Travail demandé:
• a. Recopiez fidèlement le passage de l'article sur l'étiquette en affaires qui commence à « La bienséance est » et se termine à « l’étiquette en affaires. ».
• b. Selon l'article sur l'étiquette en affaires, pourquoi Ginette Salvas insiste-t-elle sur l'importance de l'image que l'on offre ? Répondez en une à trois phrases.
• c. Poursuivez l'article sur l'étiquette en affaires à la suite de sa dernière phrase.

Document source:
^^^^

Vous lisez : Étiquette en affaires : au-delà de la bienséance et de la tenue vestimentaire

La bienséance est de retour dans le monde des affaires. Réaction au laisser-aller ambiant ou nouvelle opération de charme? Quoiqu’il en soit, on n’a plus qu’à bien se tenir. Les apparences ne sont plus trompeuses et contribuent à l’image professionnelle. Désormais, la tenue à table est tout aussi importante que le maintien en entrevue. Telle est la leçon des nouveaux spécialistes du savoir-vivre : l’étiquette en affaires.

Pour inspirer confiance, on doit faire bonne impression. Maîtriser l’art de la conversation renforce la confiance en soi, améliore le pouvoir de persuasion et ajoute à la crédibilité. Il ne suffit plus d’arborer son plus beau sourire pour faire bonne figure… Loin de là! L’étiquette en affaires n’est pas une mince affaire. La maîtrise des règles de l’étiquette comme l’éloquence en public est un savoir-faire qui s’acquiert et se pratique. Dégager une belle impression, améliorer son apparence, s’exprimer sans verbiage exigent davantage que l’apprentissage des « mots magiques » de notre enfance, le maniement habile de la fourchette ou le port distingué de la cravate (ou de la jupe). Dans le quotidien des affaires, il faut connaître le moment propice pour remettre sa carte professionnelle ou l’instant privilégié pour discuter d’un contrat. Il faut savoir entamer une conversation ou conclure un entretien.

Le prélude aux affaires!
L’ignorance des règles de l’étiquette peut coûter cher en affaires. « Les maladresses peuvent perturber vos affaires et faire échouer vos négociations », affirme Ginette Salvas, présidente fondatrice de l’École internationale d’étiquette et de protocole. La maîtrise des règles de l’étiquette non seulement profite à l’image de la personne ou de l’équipe, mais elle reflète aussi le professionnalisme de l’entreprise par l’entremise de son personnel. « Nous n’insisterons jamais assez sur l’importance de l’image que vous offrez, car c’est aussi l’image de l’entreprise. Si vous savez de quelle façon et à quel moment agir, vous avez un avantage marqué sur vos concurrents », poursuit madame Salvas.

Pour Chantale Lacasse, spécialiste de l’étiquette en affaires et de l’image, huit petites secondes suffisent pour faire bonne ou mauvaise impression. Ainsi, « 85 % de vos succès en affaires vont de pair avec vos habiletés sociales », souligne cette diplômée de l’École du protocole de Washington. Ce savoir-faire jouerait un rôle crucial dans le développement d’une carrière professionnelle. « L’étiquette des affaires est l’outil idéal pour réussir le marketing de soi », assure-t-elle.

^^^^

Enregistrements conservés:
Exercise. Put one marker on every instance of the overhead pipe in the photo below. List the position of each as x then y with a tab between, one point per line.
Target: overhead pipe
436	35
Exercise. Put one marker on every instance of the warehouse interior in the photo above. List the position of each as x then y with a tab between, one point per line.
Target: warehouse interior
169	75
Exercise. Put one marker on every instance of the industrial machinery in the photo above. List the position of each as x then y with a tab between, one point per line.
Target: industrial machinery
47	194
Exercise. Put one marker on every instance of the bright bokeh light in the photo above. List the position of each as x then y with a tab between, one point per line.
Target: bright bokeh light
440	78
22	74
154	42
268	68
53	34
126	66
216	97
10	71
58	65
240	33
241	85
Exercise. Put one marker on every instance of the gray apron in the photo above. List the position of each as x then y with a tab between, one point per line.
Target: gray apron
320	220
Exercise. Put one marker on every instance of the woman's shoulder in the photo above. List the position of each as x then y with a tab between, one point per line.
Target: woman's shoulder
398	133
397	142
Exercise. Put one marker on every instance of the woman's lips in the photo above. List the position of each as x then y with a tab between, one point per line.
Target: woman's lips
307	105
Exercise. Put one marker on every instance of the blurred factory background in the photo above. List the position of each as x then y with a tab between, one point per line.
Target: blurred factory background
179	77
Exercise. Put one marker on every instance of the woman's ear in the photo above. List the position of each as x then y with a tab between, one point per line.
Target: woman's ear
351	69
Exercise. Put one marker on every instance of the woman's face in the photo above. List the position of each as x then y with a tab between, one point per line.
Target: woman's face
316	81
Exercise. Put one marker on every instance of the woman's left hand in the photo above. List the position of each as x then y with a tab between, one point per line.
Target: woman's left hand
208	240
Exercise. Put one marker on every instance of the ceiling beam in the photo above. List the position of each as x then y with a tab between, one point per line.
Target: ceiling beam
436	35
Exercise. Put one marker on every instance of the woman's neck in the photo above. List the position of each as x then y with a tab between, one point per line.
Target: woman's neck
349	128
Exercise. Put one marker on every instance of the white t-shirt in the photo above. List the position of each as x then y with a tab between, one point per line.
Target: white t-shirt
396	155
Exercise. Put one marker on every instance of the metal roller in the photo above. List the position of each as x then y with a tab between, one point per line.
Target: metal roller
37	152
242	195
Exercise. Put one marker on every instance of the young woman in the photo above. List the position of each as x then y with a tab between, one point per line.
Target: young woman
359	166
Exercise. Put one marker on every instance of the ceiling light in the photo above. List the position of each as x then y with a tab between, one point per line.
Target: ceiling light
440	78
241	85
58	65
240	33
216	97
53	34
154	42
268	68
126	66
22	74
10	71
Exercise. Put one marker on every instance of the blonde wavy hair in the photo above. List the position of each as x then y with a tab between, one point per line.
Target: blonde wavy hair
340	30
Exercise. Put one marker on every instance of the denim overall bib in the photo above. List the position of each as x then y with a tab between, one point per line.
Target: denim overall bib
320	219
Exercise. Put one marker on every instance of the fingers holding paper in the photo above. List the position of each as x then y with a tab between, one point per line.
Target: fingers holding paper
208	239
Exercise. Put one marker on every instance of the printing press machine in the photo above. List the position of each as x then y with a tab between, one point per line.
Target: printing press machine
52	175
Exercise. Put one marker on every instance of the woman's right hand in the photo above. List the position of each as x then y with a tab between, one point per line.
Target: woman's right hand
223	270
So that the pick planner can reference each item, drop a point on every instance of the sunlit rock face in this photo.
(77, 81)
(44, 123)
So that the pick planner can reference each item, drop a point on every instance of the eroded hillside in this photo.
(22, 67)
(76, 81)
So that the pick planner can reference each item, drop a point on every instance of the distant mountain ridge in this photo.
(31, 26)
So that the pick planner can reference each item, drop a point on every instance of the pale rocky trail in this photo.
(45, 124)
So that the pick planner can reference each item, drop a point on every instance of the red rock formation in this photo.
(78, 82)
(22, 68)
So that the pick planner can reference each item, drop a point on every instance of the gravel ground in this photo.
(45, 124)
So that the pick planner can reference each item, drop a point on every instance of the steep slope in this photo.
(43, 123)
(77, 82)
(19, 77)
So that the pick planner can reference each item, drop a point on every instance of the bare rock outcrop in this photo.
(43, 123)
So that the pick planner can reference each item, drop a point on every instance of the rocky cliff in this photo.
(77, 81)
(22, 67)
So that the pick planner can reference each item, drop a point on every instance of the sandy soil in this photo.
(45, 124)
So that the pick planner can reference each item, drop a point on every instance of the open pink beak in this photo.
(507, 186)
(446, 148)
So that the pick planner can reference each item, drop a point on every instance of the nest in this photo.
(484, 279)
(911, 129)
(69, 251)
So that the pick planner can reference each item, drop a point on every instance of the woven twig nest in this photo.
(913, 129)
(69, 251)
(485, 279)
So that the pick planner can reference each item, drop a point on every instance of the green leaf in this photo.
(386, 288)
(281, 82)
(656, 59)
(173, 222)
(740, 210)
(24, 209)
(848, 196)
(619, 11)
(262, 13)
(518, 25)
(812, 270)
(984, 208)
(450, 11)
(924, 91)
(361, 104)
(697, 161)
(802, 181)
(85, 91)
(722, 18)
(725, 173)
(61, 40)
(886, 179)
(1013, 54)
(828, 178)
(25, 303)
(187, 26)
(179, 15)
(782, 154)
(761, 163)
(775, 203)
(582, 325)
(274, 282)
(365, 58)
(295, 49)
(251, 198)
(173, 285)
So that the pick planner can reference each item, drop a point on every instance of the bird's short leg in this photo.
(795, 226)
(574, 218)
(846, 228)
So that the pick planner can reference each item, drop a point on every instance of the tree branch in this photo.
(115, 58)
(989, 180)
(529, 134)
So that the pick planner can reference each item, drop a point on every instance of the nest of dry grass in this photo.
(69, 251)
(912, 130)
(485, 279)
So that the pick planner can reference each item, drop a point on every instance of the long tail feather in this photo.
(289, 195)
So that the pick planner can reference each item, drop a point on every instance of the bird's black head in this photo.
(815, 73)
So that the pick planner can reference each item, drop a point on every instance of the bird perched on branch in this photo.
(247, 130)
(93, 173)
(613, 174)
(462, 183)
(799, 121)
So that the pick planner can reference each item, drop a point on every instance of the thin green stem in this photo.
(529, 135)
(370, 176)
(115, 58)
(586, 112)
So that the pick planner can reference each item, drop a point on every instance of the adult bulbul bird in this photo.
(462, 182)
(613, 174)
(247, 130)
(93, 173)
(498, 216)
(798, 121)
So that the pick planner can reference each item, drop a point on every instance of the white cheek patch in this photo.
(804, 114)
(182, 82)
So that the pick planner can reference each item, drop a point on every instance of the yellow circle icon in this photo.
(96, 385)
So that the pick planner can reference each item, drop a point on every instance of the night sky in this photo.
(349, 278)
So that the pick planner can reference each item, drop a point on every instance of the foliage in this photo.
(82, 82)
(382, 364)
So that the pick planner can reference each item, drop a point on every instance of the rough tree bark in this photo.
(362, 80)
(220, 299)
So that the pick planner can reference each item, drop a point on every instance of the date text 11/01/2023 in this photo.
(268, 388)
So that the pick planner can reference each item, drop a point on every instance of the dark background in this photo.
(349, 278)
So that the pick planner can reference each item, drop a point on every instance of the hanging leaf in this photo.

^^^^

Réponses attendues:
• a.
La bienséance est de retour dans le monde des affaires. Réaction au laisser-aller ambiant ou nouvelle opération de charme? Quoiqu’il en soit, on n’a plus qu’à bien se tenir. Les apparences ne sont plus trompeuses et contribuent à l’image professionnelle. Désormais, la tenue à table est tout aussi importante que le maintien en entrevue. Telle est la leçon des nouveaux spécialistes du savoir-vivre : l’étiquette en affaires.

• b. Elle y insiste parce que l'image que l'on offre est aussi celle de l'entreprise. Elle précise que savoir de quelle façon et à quel moment agir procure un avantage marqué sur les concurrents.

• c.
Hisser l’image de soi à son meilleur
L’objectif avoué des spécialistes de l’étiquette en affaires est d’aider une personne à se démarquer de la concurrence par des habiletés sociales et une image professionnelle hors du commun. À côté des subtilités des conversations d’affaires, l’étiquette des affaires se présente comme un service parmi une panoplie d’autres services se rapportant à la gestion de l’image de soi : apparence personnelle (coupe, maquillage, style vestimentaire, accessoires appropriés), communication verbale (intonation de la voix, style de langage), attitude gagnante (comportement positif, présentation dynamique). À cet égard, il existe d’ailleurs une association internationale des experts de l’image qui se nomme Association of Image Consultants International (AICI).

Leçons de présentation
Parfois, les règles d’étiquette en affaires peuvent s’éloigner des règles du savoir-vivre en société. Si les conventions sociales exigent de donner la priorité à la femme, en affaires, il est convenu (donc mieux vu) de faire passer son supérieur en premier ou de s’adresser prioritairement au client. Rien ne doit être négligé dans l’art des présentations. Il faut dire « bonjour » en regardant son interlocuteur et tendre la main en se déplaçant vers lui. Les cocktails d’affaires sont le meilleur terrain de jeux pour se familiariser avec cet exercice. Un abord chaleureux et la maîtrise de quelques phrases d’introduction devraient mettre à l’aise les personnes les plus embarrassées de leur personne. « Venez-vous souvent à ce genre d’activités? Dans quel domaine travaillez-vous? »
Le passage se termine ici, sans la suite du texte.